What is being asked:
Count the lines in the listing below that contain the string "leafy", matching case exactly, and reply with only that number.

Data to process:
___

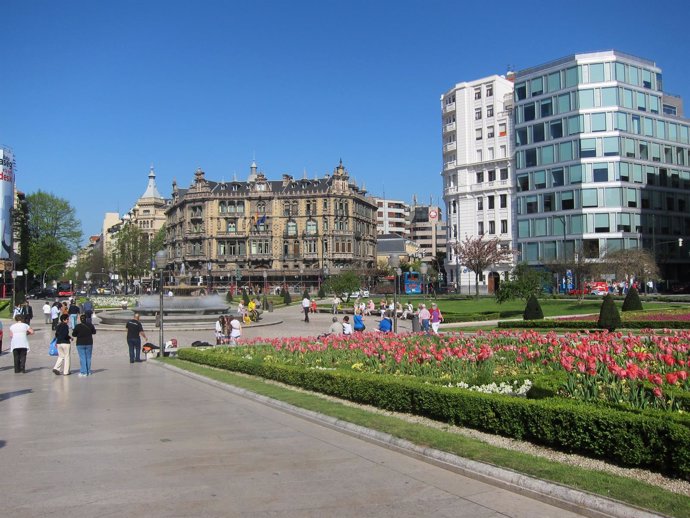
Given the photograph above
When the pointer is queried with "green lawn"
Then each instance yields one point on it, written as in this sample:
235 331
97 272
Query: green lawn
608 485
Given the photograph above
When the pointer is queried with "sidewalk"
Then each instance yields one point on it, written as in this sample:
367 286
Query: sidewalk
142 439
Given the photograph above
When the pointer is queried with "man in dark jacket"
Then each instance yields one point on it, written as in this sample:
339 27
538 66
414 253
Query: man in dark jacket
135 332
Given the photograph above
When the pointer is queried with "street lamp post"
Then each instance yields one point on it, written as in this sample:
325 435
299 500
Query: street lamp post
161 258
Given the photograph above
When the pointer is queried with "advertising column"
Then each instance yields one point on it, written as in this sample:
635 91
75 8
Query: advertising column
6 205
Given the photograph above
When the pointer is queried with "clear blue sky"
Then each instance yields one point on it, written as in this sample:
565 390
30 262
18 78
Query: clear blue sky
93 93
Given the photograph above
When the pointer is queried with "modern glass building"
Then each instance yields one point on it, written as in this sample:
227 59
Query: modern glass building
602 161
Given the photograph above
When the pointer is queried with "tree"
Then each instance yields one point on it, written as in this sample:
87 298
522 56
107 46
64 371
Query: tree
632 301
634 263
130 255
609 317
477 254
345 282
524 282
54 231
533 309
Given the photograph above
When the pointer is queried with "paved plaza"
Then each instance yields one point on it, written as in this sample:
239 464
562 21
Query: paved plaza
145 440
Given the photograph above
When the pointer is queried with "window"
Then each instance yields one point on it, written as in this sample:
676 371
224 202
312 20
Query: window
588 147
537 86
528 111
600 172
546 108
598 121
589 198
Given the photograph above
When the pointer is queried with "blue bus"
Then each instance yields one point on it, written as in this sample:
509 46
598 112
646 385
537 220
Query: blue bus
412 282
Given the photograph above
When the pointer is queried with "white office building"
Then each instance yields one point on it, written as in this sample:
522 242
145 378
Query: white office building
478 178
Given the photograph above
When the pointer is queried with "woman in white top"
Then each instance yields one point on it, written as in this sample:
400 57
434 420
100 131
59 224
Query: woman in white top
235 330
347 327
19 345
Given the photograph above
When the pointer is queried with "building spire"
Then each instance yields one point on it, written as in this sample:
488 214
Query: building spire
151 189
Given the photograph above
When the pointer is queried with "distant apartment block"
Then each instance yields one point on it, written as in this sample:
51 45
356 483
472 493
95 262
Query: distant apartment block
478 179
392 217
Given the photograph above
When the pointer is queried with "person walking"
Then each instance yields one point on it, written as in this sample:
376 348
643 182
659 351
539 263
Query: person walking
358 322
306 304
424 317
27 312
436 318
19 344
135 332
84 332
63 362
46 312
73 311
235 330
54 314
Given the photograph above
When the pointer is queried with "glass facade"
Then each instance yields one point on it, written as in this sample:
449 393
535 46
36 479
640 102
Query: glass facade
599 165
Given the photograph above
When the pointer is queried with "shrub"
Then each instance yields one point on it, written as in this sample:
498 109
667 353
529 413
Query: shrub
632 301
609 317
533 310
646 440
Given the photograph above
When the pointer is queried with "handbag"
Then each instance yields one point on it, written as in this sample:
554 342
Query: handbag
52 349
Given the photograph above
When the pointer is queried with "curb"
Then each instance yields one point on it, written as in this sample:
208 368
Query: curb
586 504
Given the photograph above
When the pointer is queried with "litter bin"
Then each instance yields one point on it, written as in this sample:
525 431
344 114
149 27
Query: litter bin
416 327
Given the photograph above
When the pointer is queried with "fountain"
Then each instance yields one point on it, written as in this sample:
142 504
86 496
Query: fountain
178 311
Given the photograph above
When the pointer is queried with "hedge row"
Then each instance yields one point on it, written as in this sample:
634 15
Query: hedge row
591 324
622 437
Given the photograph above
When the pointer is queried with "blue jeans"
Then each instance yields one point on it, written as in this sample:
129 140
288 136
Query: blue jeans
85 358
134 349
425 326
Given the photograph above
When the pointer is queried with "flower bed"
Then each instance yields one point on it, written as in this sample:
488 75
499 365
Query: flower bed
650 440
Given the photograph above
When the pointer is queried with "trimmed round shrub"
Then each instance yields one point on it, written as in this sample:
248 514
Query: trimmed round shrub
632 301
533 310
609 317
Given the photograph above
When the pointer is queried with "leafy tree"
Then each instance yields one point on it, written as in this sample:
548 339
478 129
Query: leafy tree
609 317
523 283
478 254
345 282
637 263
632 301
54 232
129 254
533 309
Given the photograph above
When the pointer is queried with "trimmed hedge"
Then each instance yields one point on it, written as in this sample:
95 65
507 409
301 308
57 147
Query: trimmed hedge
625 438
591 324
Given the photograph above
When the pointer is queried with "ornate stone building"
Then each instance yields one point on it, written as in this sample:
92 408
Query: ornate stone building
273 232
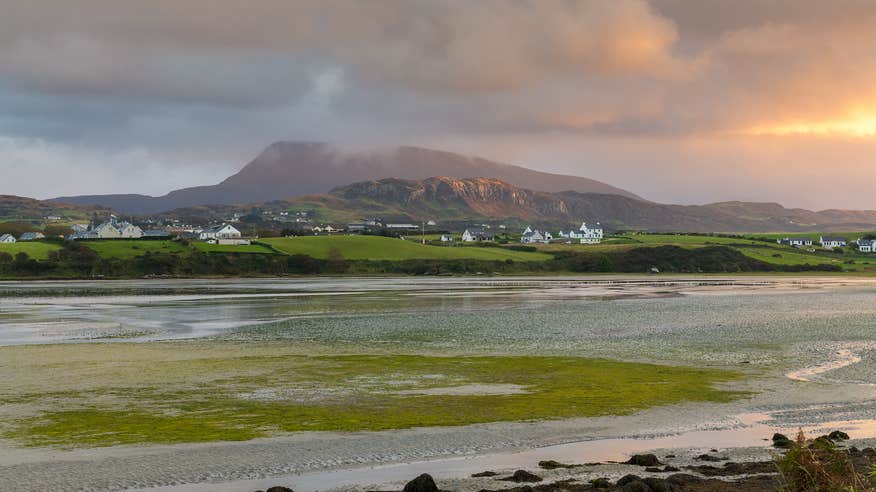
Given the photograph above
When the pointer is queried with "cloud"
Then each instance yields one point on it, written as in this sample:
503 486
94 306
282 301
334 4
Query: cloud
105 88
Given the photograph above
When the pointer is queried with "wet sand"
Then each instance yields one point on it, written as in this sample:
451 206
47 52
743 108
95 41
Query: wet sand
809 343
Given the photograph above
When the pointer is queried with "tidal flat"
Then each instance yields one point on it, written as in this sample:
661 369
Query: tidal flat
116 385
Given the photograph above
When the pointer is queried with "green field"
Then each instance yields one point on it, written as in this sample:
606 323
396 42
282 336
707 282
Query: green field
200 391
230 248
129 248
37 250
383 248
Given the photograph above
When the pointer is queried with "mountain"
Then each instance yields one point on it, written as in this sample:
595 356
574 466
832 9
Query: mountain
459 201
289 169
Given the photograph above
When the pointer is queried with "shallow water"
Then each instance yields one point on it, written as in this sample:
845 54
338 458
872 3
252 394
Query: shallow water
810 344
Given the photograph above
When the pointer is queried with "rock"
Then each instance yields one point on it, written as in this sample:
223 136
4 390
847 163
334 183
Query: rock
552 465
838 436
637 486
484 474
659 485
644 460
732 469
600 483
423 483
708 457
523 476
781 441
627 479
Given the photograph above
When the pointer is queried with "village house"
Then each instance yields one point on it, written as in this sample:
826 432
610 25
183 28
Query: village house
224 231
588 235
797 242
32 236
531 235
831 242
403 227
476 234
109 230
866 245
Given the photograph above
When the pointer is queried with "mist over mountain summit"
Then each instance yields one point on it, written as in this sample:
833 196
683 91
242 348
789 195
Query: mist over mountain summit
289 169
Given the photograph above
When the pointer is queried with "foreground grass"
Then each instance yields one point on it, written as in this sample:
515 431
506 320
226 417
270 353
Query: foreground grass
383 248
130 248
232 248
209 391
37 250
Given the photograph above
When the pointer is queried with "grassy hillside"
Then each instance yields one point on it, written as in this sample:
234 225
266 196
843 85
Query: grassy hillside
37 250
231 248
129 248
383 248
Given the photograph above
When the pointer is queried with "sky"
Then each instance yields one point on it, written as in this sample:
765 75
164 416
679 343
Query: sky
679 101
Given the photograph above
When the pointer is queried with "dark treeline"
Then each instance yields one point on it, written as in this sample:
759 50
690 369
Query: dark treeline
76 260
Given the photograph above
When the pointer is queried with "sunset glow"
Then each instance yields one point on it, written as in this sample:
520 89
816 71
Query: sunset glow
863 126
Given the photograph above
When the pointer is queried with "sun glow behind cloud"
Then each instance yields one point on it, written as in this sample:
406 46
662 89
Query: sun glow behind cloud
861 125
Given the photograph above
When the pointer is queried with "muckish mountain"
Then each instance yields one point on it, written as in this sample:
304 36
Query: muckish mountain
456 202
289 169
486 198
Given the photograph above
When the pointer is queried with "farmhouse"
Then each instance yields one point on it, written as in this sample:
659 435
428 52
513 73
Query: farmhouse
477 234
32 236
588 235
797 242
866 245
403 227
531 235
224 231
109 230
831 242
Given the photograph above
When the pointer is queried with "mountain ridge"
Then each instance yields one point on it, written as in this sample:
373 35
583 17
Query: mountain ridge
288 169
460 201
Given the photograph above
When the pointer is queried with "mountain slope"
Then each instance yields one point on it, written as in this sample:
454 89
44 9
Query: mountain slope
458 201
289 169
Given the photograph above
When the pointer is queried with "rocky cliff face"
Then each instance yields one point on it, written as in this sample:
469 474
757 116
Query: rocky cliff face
289 169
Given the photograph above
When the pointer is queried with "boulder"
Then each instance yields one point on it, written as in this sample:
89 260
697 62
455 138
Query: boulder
523 476
423 483
484 474
838 436
781 441
708 457
627 479
600 483
552 465
644 460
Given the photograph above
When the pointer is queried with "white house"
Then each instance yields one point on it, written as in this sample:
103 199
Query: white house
796 242
867 245
476 234
224 231
32 236
831 242
531 235
128 230
588 235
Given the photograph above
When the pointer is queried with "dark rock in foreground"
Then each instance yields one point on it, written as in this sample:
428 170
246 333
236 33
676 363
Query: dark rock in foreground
423 483
523 476
644 460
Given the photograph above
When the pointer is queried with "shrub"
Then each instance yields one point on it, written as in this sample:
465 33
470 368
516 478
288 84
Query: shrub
818 465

___

Task solution:
2